▶ _Consignes_:
• 1. Répondez à ces questions d'après l'extrait consacré à Chavirer :
(a) Quel âge a Cléo lorsqu'on lui propose d'obtenir une bourse ?
(b) Dans quel établissement Cléo travaille-t-elle comme danseuse ?
(c) Quel lien unit Lara à Cléo ?
• 2. Transcrivez sans rien changer le passage de l'extrait consacré à Chavirer qui commence par « Chavirer est un » et se poursuit jusqu'à « urgente nécessité ! ».

▶ _Extrait du texte_:
________________
« C’est mon papier : « ça fait trente-cinq ans que je voudrais te demander pardon ». Elle est debout, figure de proue au sein d’une volée de murmures. » Vivre trente-cinq longues années avec la culpabilité de n’avoir rien fait, d’avoir livré une jeune fille à un groupe d’hommes avides de chair nue.

Dans Chavirer, Lola Lafon retrace l’histoire de Cléo qui, âgée de treize ans, se voit proposer d’obtenir une bourse lui permettant de réaliser son rêve de danseuse. Recrutée par Cathy, une femme à l’élégance exquise qui la couvre de mille cadeaux, la jeune fille passe les différentes étapes du casting de la mystérieuse fondation Galatée. Déclarée trop immature, en partie car elle se refuse à un membre du jury ayant initié une relation intime avec elle, Cléo se voit proposer un travail comme « recruteuse de talent ». S’accrochant désespérément à son rêve, elle accepte et entraîne alors d’autres collégiennes dans ce piège sexuel, monnayé. Lola Lafon retrace donc, au fil des pages, le parcours d’une femme abusée qui ne parvient pas à s’extirper de la culpabilité d’avoir joué un rôle dans un commerce d’adolescentes. Une quarantaine d’années plus tard, une enquête de police est ouverte et, à la suite d’un appel à témoins, une rencontre des victimes de la fondation est organisée. Liberté.

Chavirer est un roman puissant, qui a été dans la deuxième liste de la sélection Goncourt et que je me propose de vous faire découvrir, parce qu’il est d’une urgente nécessité !

Un roman populaire et une poétique du fragment

Au travers de la description du quotidien de Cléo, danseuse dans un music-hall, Lola Lafon présente la dimension plus honteuse du pan artistique, lui permettant ainsi de critiquer finement le mépris des élites vis-à-vis de la culture populaire. La société, c’est aussi des gens qui regardent Michel Drucker tous les samedis soir à la télévision, et c’est tout aussi respectable que d’aller assister à un Opéra à trois-cents francs la place.

La narration, dans Chavirer, est morcelée. Lola Lafon y présente Cléo à travers le regard de celles et ceux qui ont croisé son chemin : Yonasz, son meilleur ami, Lara, son amante, ou Claude, une de ses habilleuses. Le personnage se diffracte et se reconstruit, perdant un instant le lecteur·trice, puis l’attrapant à nouveau par la main dans une ronde miroitante. Et au travers de ce puzzle de perception, Cléo se révèle plus complexe qu’elle n’y parait au premier abord, ouvrant à l’idée qu’un être peut se sentir à la fois bourreau et victime.
________________
▶ _Données à examiner_:
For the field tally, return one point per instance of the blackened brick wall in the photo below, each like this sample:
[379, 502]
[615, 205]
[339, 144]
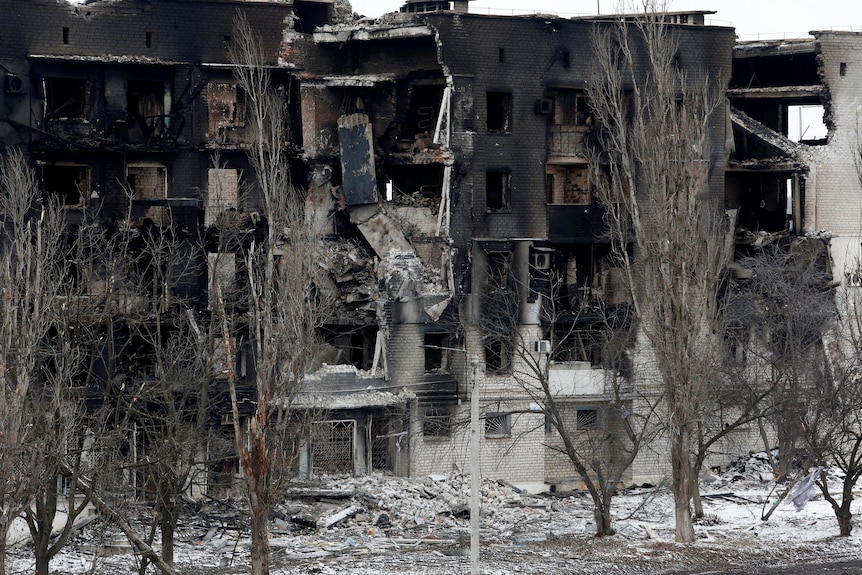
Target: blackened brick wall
________________
▶ _Réponses_:
• 1.
(a) Cléo a treize ans.
(b) Cléo est danseuse dans un music-hall.
(c) Lara est l'amante de Cléo.

• 2.
Chavirer est un roman puissant, qui a été dans la deuxième liste de la sélection Goncourt et que je me propose de vous faire découvrir, parce qu’il est d’une urgente nécessité !